• Documento de origem:
....

Inclusos tais treinos e esforços, pressupostos
os exercícios, retiro da releitura de um dos livros Pierre Hadot, hoje, sobre o que ele chamou de “exercícios espirituais”, e anoto a divisão dos “exercícios” estoicos em dois grupos:
- aqueles
que desenvolvem a consciência de si direcionados
a uma visão exata do mundo, da natureza e,
- aqueles
que são orientados para a paz e tranquilidade interior (Inner
Citadel).
Nesse sentido, acrescentando Epicteto, que nas Diatribes I.I.4
e no Encheiridion, recomenda os “exercícios” para o bom
uso das representações, que se examine sempre e as teste antes
de qualquer assentimento ou rejeição.

....

• Entradas de apontamento de objetos rotulados:
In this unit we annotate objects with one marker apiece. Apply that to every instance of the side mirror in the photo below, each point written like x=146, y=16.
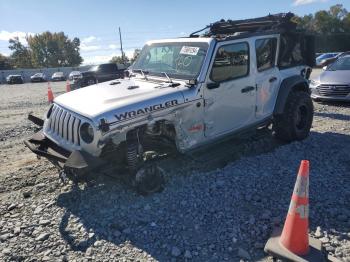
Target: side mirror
x=213, y=85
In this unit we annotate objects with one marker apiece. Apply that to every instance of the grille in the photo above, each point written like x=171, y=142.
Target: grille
x=334, y=90
x=64, y=125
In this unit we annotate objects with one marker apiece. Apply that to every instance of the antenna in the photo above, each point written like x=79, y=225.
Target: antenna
x=121, y=45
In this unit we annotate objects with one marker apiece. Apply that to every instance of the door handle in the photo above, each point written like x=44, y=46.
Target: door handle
x=247, y=89
x=272, y=79
x=213, y=85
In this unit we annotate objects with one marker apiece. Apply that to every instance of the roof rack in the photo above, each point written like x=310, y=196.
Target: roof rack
x=230, y=27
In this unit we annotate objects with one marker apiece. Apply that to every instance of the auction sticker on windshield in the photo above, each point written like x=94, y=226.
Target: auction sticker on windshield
x=189, y=50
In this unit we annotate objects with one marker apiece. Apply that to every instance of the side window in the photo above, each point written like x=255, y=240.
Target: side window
x=231, y=61
x=265, y=53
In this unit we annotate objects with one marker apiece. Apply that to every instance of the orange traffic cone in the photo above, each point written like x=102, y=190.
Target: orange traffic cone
x=49, y=93
x=294, y=243
x=68, y=86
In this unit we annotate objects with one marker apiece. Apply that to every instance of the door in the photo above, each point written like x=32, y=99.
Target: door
x=230, y=90
x=267, y=76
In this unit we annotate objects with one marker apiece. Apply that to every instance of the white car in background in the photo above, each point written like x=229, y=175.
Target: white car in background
x=58, y=76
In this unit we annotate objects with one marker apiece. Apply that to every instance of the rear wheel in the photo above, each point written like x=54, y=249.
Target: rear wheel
x=296, y=120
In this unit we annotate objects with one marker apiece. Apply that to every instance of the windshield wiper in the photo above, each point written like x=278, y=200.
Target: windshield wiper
x=169, y=79
x=143, y=73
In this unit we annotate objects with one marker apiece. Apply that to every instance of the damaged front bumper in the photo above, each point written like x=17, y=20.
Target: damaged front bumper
x=76, y=162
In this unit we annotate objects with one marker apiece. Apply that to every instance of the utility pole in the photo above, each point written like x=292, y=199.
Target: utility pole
x=121, y=45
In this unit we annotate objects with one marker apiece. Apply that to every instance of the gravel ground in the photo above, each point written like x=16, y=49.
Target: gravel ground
x=217, y=205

....

• Suas tarefas:
a – Reescreva o trecho do texto sobre os exercícios estoicos que vai de "Nesse sentido, acrescentando" até "assentimento ou rejeição.", trocando "Epicteto" por "Sêneca".
b – Diga se cada afirmação a seguir está de acordo com o texto sobre os exercícios estoicos, respondendo sim ou não e citando as palavras do texto que decidem a resposta. (i) O texto divide os exercícios estoicos em dois grupos. (ii) Epicteto recomenda os exercícios para o bom uso das representações. (iii) O segundo grupo de exercícios está orientado para uma visão exata do mundo.
A listagem não tem nenhum papel nesta atividade.

• Respostas do exercício:
a –
Nesse sentido, acrescentando Sêneca, que nas Diatribes I.I.4
e no Encheiridion, recomenda os “exercícios” para o bom
uso das representações, que se examine sempre e as teste antes
de qualquer assentimento ou rejeição.

b –
(i) Sim: "anoto a divisão dos “exercícios” estoicos em dois grupos".
(ii) Sim: "recomenda os “exercícios” para o bom uso das representações".
(iii) Não: "que são orientados para a paz e tranquilidade interior".